# Tasks for this exercise:
A) Answer these questions using the passage on the Duchy of Lancaster:
(i) What was the estate's value as of the financial year ending 31 March 2022?
(ii) Since what year has the monarch voluntarily paid income and capital gains tax?
(iii) What was the duchy's revenue surplus in 1952?
B) Extend the passage on the Duchy of Lancaster's finances, picking up right after its final sentence.

-- Document excerpt follows --

As of the financial year ending 31 March 2022, the estate was valued at £652.8 million. The net income of the duchy is paid to the reigning sovereign, and amounted to £25.2 million in 2025-26. As the duchy is an inalienable asset of the Crown held in trust for future sovereigns, the current sovereign is not entitled to the portfolio's capital or capital profits. The Duchy of Lancaster is not subject to tax, but the monarch has voluntarily paid both income and capital gains tax since 1993.

Revenue surplus or income from the Duchy of Lancaster has increased considerably over time. In 1952, the surplus was £100,000 a year. Almost 50 years later in 2000, the revenue surplus had increased to £5.8M. In 2010, the revenue surplus stood at £13.2M, and by 2017, the surplus had grown to £19.2M.

-- Document excerpt concluded --
-- Excerpted records follows --

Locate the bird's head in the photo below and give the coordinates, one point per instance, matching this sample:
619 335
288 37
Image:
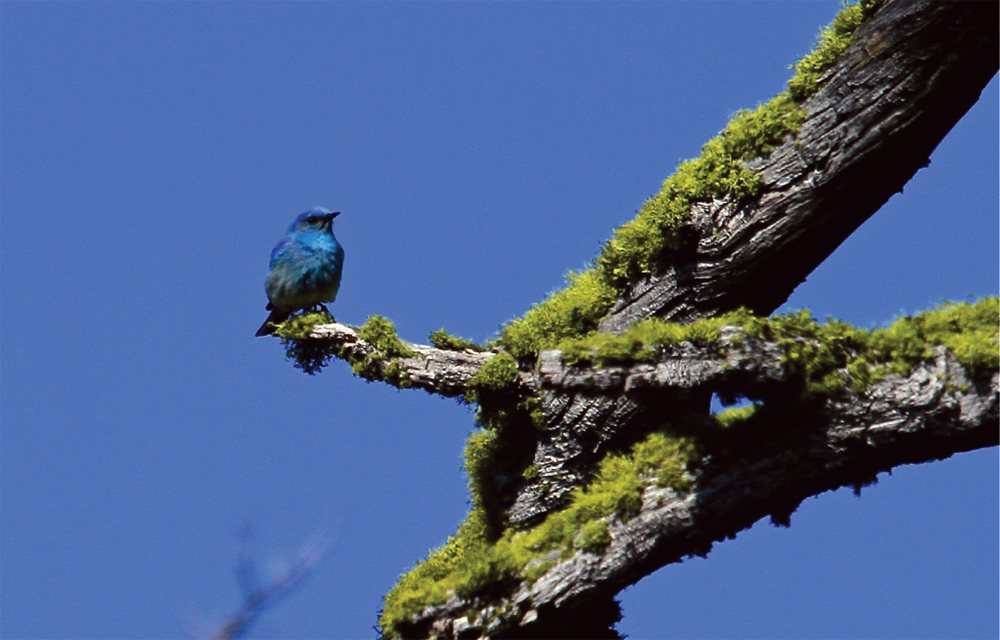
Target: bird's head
315 220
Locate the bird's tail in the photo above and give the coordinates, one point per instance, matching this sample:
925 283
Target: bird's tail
277 317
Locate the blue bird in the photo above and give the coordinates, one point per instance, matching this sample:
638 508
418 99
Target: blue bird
305 268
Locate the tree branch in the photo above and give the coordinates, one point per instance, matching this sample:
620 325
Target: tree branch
591 474
922 417
910 73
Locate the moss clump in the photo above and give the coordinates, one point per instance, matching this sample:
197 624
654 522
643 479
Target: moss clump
444 340
473 561
595 537
308 354
838 357
381 334
640 343
573 311
832 42
661 226
497 375
968 330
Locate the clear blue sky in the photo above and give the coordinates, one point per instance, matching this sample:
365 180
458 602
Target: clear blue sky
153 153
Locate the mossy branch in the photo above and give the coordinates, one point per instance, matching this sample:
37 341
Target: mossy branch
597 460
376 353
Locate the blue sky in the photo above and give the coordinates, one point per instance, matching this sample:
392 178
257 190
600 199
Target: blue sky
153 153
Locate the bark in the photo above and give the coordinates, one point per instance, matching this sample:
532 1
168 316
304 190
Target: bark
898 421
912 71
909 75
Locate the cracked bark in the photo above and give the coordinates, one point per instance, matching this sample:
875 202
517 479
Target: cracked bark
909 75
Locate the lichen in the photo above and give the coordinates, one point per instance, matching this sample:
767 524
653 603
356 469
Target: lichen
473 561
381 334
661 227
820 360
642 341
444 340
308 354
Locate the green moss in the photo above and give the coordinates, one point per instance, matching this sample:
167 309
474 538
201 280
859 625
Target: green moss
832 41
573 311
536 571
496 376
381 334
661 226
642 340
308 354
736 415
444 340
968 330
474 562
595 537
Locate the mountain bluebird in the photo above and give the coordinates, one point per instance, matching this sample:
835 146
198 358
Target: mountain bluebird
305 268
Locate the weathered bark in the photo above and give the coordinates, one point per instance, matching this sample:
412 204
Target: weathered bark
898 421
909 75
436 370
911 72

-- Excerpted records concluded --

# Set of answers:
A)
(i) £652.8 million
(ii) 1993
(iii) £100,000 a year

B)
==Scandal==

In October 2024, an investigation by The Sunday Times and Channel 4's Dispatches reported that the royal family profited from the NHS through a 15-year lease signed in 2023 by the duchy, which charged Guy's and St Thomas' NHS Foundation Trust £829,000 annually for a central London warehouse. This arrangement raised concerns about financial transparency. Critics, including Edward Leigh and Margaret Hodge, called for the royal duchies to pay corporation tax and condemned the monarchy for profiting from public services. The royal income sources included the Sovereign Grant, the Duchy of Lancaster, and the Duchy of Cornwall, which together generate significant revenue and enjoy favorable tax status. The investigation also highlighted fees charged for military training and mooring rights on royal properties, with both duchies asserting they operated as commercial entities in compliance with disclosure requirements while emphasizing commitments to sustainability and community support.